[Region annotation entries]
......

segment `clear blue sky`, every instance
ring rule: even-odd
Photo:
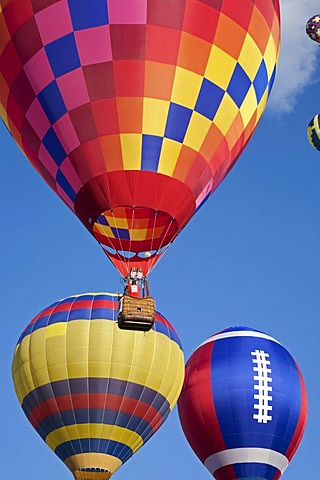
[[[309,5],[306,13],[318,12]],[[296,55],[294,45],[293,39],[292,48],[284,50],[283,65]],[[319,78],[320,51],[307,40],[304,46],[313,58],[309,72]],[[292,75],[289,70],[288,88]],[[320,153],[306,138],[309,120],[320,112],[320,84],[309,76],[305,86],[296,85],[286,96],[279,80],[274,95],[283,100],[282,110],[275,104],[267,108],[234,169],[150,277],[157,308],[178,331],[186,359],[210,335],[232,325],[272,335],[296,359],[309,416],[286,480],[315,478],[320,441]],[[121,288],[119,274],[2,125],[0,152],[1,477],[67,480],[70,472],[29,425],[15,398],[14,347],[42,308],[75,293],[114,292]],[[176,409],[114,478],[150,477],[210,478],[183,436]]]

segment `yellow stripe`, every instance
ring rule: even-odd
[[[74,472],[74,470],[80,468],[103,468],[109,470],[109,472],[116,472],[121,467],[122,462],[119,458],[113,457],[107,453],[78,453],[77,455],[71,455],[64,462],[67,467]]]
[[[261,52],[249,33],[246,34],[243,42],[241,52],[238,58],[238,63],[246,72],[250,80],[253,82],[262,60]]]
[[[135,133],[120,135],[124,170],[140,170],[142,136]]]
[[[257,97],[253,85],[250,85],[250,88],[240,107],[240,114],[242,117],[244,128],[246,128],[246,126],[250,122],[250,119],[252,118],[252,115],[255,113],[256,109]],[[233,145],[230,145],[231,148],[232,146]]]
[[[199,151],[211,125],[211,120],[193,112],[183,143],[193,150]]]
[[[171,101],[193,109],[195,107],[203,77],[184,68],[177,67]]]
[[[57,428],[46,437],[46,444],[53,450],[64,442],[78,440],[82,438],[100,438],[123,443],[129,448],[137,445],[142,447],[143,440],[140,435],[132,430],[118,427],[115,425],[104,425],[96,423],[81,423],[77,425],[67,425]]]
[[[227,90],[236,65],[237,60],[213,45],[204,76],[223,90]]]
[[[50,382],[112,377],[159,391],[172,404],[172,382],[177,371],[183,377],[184,367],[180,347],[168,337],[153,330],[123,331],[105,320],[74,320],[67,323],[65,335],[59,335],[61,325],[35,330],[18,346],[13,375],[20,402]]]
[[[143,133],[164,136],[170,102],[155,98],[143,100]]]

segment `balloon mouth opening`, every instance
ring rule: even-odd
[[[112,472],[103,468],[80,468],[73,472],[76,480],[109,480]]]

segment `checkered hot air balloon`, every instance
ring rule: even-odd
[[[308,139],[310,144],[320,151],[320,115],[315,115],[308,125]]]
[[[191,355],[178,409],[188,442],[217,480],[278,480],[302,439],[307,397],[277,340],[234,327]]]
[[[160,314],[148,333],[116,326],[118,296],[88,293],[43,310],[13,358],[28,420],[76,480],[108,480],[163,424],[181,391],[179,338]]]
[[[278,0],[0,0],[0,113],[120,273],[146,275],[249,141],[278,51]]]
[[[320,43],[320,15],[313,15],[306,25],[306,32],[311,40]]]

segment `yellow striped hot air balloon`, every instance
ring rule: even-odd
[[[107,480],[162,425],[182,388],[169,322],[117,327],[118,296],[88,293],[43,310],[22,333],[13,380],[28,420],[77,480]]]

......

Exactly as written, give the line containing "striped hot air" and all remaining lines of the records.

segment `yellow striped hot air balloon`, every instance
ring rule: even-odd
[[[107,480],[162,425],[182,388],[169,322],[117,327],[118,296],[88,293],[43,310],[22,333],[13,380],[28,420],[77,480]]]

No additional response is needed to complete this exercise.